ASSIGNMENT: Every line below from the one containing "Query = black water bottle" through the one containing "Pick out each instance of the pebble" must be transcribed exactly. Omit all lines outside that stretch.
= Beginning of Section =
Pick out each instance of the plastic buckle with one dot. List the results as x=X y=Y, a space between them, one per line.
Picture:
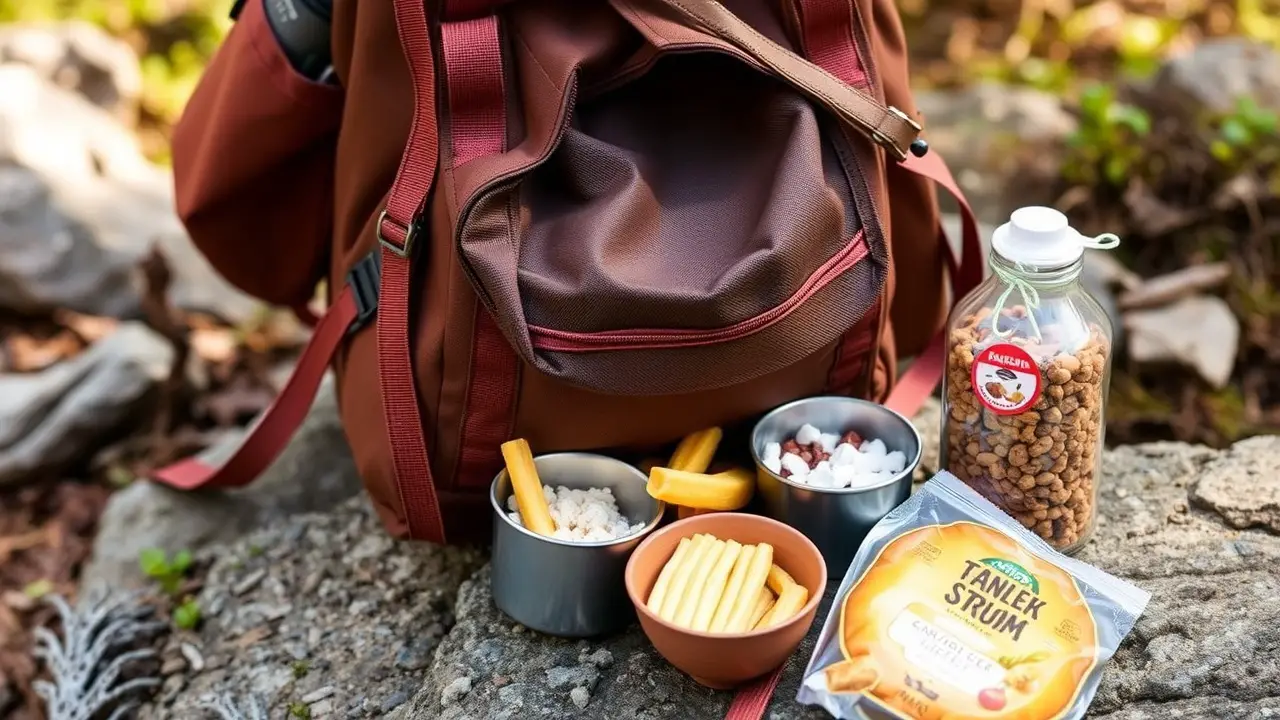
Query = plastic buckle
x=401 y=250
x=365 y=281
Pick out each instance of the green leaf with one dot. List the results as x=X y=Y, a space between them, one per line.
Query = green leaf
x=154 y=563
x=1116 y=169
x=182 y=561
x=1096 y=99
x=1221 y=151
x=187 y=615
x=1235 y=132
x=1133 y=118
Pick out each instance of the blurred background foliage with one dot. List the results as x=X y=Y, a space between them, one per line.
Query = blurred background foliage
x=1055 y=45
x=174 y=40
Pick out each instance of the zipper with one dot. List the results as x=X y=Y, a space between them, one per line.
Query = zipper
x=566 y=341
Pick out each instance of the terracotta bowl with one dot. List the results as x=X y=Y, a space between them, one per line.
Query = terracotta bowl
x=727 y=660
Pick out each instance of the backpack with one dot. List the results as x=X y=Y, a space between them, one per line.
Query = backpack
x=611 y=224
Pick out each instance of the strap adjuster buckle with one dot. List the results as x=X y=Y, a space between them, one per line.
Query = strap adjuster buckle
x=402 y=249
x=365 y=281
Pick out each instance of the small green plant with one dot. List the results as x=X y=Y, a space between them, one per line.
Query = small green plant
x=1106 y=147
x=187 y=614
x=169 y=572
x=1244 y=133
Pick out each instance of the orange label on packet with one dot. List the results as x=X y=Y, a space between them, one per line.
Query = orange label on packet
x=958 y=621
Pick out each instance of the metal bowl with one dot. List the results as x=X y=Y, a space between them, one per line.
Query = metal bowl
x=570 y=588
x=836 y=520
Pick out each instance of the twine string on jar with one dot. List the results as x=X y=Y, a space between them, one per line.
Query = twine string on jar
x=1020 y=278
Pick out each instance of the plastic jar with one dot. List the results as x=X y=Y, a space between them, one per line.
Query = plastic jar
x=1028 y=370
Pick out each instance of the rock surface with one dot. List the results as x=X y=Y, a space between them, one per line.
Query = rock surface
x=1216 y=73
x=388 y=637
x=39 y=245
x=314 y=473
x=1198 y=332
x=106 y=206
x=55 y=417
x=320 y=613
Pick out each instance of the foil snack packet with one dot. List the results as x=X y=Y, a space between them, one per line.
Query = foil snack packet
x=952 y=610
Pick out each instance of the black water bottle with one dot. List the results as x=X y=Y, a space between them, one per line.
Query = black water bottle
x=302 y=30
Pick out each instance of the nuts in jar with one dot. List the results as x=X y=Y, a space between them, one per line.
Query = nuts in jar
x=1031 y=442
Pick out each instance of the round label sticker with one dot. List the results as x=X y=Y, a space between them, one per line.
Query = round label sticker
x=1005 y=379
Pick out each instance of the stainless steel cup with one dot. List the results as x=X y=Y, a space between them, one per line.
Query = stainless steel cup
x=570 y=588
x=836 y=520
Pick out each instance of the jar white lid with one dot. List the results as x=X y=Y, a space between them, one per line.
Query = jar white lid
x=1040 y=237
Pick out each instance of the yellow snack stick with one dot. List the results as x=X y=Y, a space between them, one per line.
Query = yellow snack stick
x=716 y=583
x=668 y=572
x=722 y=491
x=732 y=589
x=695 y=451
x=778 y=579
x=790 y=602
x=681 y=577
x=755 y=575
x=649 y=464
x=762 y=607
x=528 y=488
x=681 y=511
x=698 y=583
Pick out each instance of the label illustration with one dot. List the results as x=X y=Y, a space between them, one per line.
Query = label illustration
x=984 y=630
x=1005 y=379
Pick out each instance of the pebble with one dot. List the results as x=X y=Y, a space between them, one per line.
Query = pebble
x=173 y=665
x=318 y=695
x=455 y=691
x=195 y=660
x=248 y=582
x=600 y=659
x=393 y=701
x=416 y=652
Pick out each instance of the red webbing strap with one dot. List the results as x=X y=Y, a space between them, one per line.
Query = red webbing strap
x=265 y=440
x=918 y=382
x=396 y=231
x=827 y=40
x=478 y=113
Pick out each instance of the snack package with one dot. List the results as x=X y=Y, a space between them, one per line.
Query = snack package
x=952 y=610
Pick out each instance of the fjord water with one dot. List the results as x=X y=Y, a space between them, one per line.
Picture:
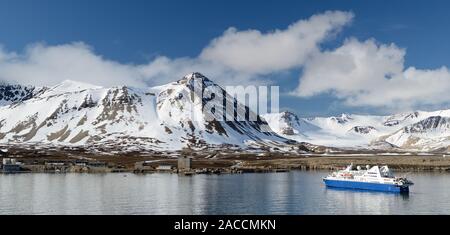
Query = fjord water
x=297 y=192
= End of Section =
TASK SOLUTION:
Query = black water bottle
x=302 y=30
Pick out each instance of the nuts in jar with one dot. List the results as x=X y=Y, a space between them, one per line.
Query = nuts in jar
x=1031 y=442
Pick out each instance of the round label sticker with one dot. List the results as x=X y=Y, a space between them, one per line.
Query = round label sticker
x=1005 y=379
Pick out each instance of the stainless steel cup with one dot. List the results as x=X y=Y, a space between them, one per line.
Query = stainless steel cup
x=570 y=588
x=836 y=520
Pick out each instance of the jar white lid with one dot. List the results as x=X y=Y, a space between them, one per line.
Query = jar white lid
x=1040 y=237
Pick out each instance of the yellow snack stick with one dot. List the results as x=X y=Y, a space between them, one per line.
Query = yellow snack stick
x=716 y=583
x=668 y=572
x=722 y=491
x=732 y=589
x=695 y=451
x=778 y=579
x=790 y=602
x=681 y=577
x=755 y=575
x=649 y=464
x=762 y=607
x=528 y=488
x=681 y=511
x=698 y=583
Pick out each instance of the label illustration with one dot. List the results as x=X y=Y, a space between them, one per line.
Query = label illustration
x=984 y=630
x=1005 y=379
Pick out each instance of the pebble with one dot. List the results as x=X y=Y, a space between them, one per line.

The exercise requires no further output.